RECORDS FOR THE TASK —
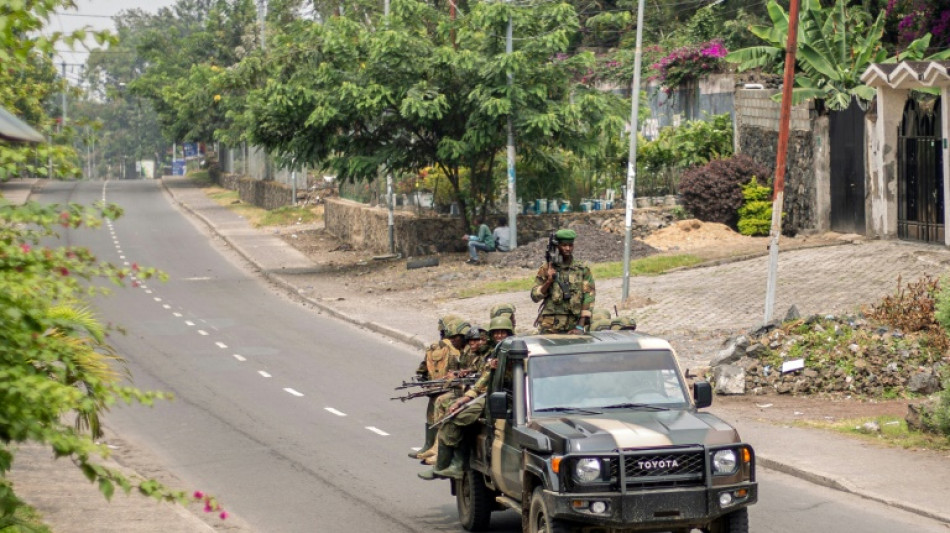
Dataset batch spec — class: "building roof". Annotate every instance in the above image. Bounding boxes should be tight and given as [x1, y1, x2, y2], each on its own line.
[0, 106, 46, 143]
[861, 61, 950, 89]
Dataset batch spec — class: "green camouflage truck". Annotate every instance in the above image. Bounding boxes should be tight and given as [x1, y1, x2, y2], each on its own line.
[452, 331, 758, 533]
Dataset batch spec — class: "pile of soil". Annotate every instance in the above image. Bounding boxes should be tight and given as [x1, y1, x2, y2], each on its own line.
[643, 218, 756, 251]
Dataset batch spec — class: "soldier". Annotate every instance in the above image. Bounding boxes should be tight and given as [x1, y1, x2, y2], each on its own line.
[409, 315, 469, 459]
[488, 316, 515, 350]
[531, 229, 595, 335]
[419, 326, 490, 465]
[488, 303, 516, 335]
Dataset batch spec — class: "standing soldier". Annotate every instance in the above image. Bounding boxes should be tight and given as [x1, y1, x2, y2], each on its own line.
[409, 315, 468, 459]
[531, 229, 595, 335]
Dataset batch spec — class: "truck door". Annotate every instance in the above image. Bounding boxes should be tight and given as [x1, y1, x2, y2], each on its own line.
[491, 359, 524, 499]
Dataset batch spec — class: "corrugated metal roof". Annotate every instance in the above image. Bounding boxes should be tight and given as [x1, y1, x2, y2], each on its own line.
[0, 106, 46, 143]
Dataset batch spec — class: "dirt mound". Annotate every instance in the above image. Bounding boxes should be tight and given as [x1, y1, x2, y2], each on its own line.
[492, 224, 658, 269]
[643, 218, 755, 250]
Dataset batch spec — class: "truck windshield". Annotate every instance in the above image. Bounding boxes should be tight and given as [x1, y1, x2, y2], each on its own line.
[527, 351, 689, 415]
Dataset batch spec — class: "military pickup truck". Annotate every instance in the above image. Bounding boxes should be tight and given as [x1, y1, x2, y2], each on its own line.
[452, 331, 758, 533]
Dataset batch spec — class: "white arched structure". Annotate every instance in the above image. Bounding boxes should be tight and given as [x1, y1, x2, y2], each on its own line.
[861, 61, 950, 246]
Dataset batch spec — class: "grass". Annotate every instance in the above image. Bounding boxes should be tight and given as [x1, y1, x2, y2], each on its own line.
[458, 254, 702, 298]
[198, 180, 323, 228]
[796, 416, 950, 451]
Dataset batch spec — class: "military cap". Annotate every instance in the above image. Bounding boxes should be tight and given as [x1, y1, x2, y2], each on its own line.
[439, 315, 462, 335]
[445, 320, 472, 337]
[610, 316, 637, 330]
[465, 326, 485, 341]
[488, 316, 515, 333]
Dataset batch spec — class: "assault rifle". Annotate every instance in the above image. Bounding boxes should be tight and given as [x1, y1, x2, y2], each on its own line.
[390, 374, 479, 402]
[429, 392, 488, 429]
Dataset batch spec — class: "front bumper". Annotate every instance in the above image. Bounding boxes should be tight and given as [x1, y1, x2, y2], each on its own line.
[544, 481, 758, 531]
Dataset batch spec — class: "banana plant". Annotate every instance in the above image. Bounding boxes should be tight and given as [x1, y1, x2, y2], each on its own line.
[726, 0, 950, 110]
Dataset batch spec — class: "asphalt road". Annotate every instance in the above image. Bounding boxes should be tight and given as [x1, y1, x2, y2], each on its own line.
[34, 181, 948, 533]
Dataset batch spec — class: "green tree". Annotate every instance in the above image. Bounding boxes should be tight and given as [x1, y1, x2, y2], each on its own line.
[247, 0, 624, 222]
[726, 0, 950, 110]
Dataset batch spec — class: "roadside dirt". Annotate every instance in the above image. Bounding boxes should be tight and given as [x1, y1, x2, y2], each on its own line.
[273, 216, 908, 424]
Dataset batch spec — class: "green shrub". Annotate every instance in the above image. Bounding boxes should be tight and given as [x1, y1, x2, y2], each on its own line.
[679, 154, 769, 229]
[739, 176, 772, 236]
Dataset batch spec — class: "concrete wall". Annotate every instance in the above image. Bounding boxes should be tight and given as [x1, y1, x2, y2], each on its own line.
[735, 89, 831, 234]
[324, 198, 673, 257]
[864, 87, 909, 239]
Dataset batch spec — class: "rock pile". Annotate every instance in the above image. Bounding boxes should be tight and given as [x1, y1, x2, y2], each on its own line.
[711, 315, 950, 397]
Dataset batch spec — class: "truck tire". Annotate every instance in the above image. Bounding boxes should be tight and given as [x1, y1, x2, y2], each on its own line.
[708, 508, 749, 533]
[526, 487, 572, 533]
[453, 470, 495, 531]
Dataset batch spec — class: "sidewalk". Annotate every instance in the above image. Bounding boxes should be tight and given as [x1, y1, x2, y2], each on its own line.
[0, 178, 950, 532]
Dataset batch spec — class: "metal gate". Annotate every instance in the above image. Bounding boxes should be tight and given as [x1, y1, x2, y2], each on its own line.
[897, 98, 944, 243]
[828, 99, 866, 235]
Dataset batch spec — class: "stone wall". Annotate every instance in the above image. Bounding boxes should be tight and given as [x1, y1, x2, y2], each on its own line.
[228, 178, 293, 209]
[735, 89, 830, 234]
[324, 198, 673, 257]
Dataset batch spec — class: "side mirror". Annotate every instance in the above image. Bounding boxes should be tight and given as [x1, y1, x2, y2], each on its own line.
[488, 391, 508, 420]
[693, 381, 712, 409]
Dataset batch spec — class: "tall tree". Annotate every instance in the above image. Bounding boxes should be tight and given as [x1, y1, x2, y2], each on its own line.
[242, 0, 623, 222]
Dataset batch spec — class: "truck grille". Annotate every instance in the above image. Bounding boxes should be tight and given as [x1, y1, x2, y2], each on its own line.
[610, 448, 706, 487]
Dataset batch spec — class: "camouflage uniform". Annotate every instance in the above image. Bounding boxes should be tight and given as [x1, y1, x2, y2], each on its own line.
[409, 315, 468, 459]
[531, 260, 595, 333]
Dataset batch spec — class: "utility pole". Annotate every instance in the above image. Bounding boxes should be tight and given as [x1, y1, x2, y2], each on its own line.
[505, 0, 518, 250]
[763, 0, 799, 324]
[60, 61, 69, 131]
[620, 0, 645, 305]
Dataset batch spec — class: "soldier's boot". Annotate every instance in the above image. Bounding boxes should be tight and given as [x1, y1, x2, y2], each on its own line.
[433, 446, 465, 479]
[419, 444, 439, 459]
[418, 442, 455, 481]
[409, 422, 439, 459]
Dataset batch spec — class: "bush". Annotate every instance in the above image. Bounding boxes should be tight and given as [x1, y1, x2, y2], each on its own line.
[739, 177, 772, 235]
[679, 154, 769, 229]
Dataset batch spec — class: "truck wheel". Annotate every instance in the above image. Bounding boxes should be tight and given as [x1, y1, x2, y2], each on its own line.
[453, 470, 494, 531]
[708, 508, 749, 533]
[527, 487, 571, 533]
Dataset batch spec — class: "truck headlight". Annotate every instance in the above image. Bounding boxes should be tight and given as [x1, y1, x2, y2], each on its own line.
[713, 449, 739, 475]
[574, 457, 602, 483]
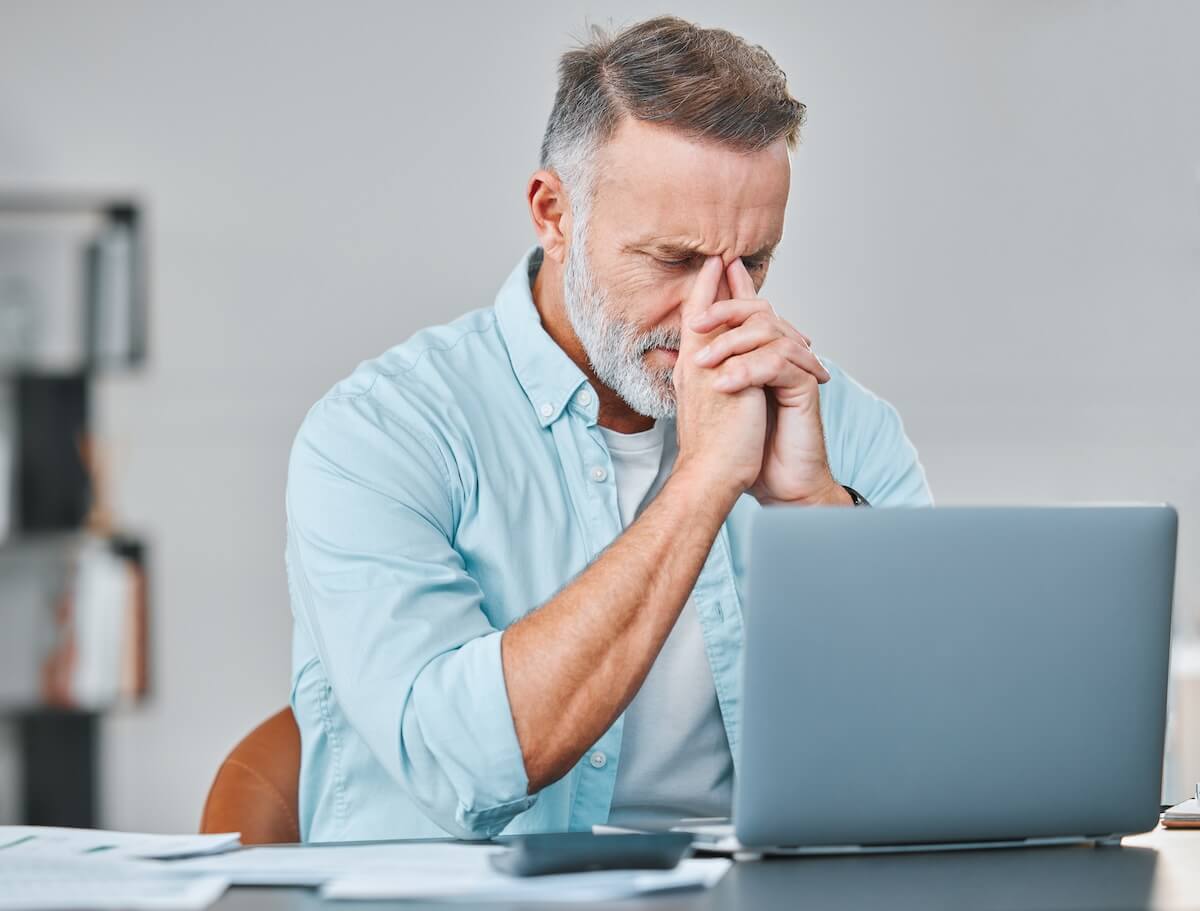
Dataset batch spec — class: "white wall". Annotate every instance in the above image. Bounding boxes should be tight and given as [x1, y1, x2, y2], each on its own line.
[0, 0, 1200, 829]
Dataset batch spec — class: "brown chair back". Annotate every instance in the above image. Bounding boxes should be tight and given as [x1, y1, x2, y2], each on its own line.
[200, 708, 300, 845]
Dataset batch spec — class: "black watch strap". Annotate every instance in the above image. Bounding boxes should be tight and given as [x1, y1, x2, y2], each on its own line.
[841, 484, 871, 507]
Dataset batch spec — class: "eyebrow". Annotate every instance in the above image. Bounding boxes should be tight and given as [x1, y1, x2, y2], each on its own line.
[635, 240, 779, 259]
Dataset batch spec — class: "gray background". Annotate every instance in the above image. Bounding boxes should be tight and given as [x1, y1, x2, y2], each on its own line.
[0, 0, 1200, 829]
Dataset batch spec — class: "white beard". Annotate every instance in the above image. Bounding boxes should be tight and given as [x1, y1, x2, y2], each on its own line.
[563, 218, 679, 420]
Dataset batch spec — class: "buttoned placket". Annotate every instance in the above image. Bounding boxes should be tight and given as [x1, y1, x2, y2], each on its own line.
[540, 382, 624, 828]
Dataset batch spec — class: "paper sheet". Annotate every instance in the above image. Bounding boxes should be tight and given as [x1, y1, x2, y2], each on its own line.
[0, 851, 229, 911]
[320, 857, 733, 903]
[166, 840, 503, 886]
[0, 826, 240, 858]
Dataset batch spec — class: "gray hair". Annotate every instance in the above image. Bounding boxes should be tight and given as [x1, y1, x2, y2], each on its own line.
[541, 16, 804, 211]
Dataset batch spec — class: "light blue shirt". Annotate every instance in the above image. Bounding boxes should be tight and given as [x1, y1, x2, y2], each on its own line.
[287, 247, 931, 841]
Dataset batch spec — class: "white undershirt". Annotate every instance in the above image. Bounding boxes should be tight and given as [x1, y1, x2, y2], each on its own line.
[600, 420, 733, 828]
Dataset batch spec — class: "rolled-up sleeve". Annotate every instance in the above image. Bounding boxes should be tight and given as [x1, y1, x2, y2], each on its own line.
[287, 394, 535, 838]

WHAT YOU WILL DO — Rewrite the entries from the beginning through the line that contains "[643, 218, 756, 251]", changing "Annotate" to "Mark" and keeping everything else the same. Leave the pictures out.

OUTPUT OF THE TASK —
Dataset batch spec — class: "building roof". Mark every instance in the above image. Bounding boxes should be tight and given as [x1, y1, x2, y2], each on its own line.
[0, 106, 46, 143]
[861, 61, 950, 89]
Dataset batch spec — class: "green camouflage truck". Mark every instance in the above image. Bounding boxes should be tight and given as [x1, y1, x2, y2], each on its own line.
[452, 331, 758, 533]
Dataset batch spec — class: "pile of soil". Mark every instance in the above image. Bounding boxes should be tight and given as [x1, y1, x2, y2], each on its own line.
[643, 218, 756, 251]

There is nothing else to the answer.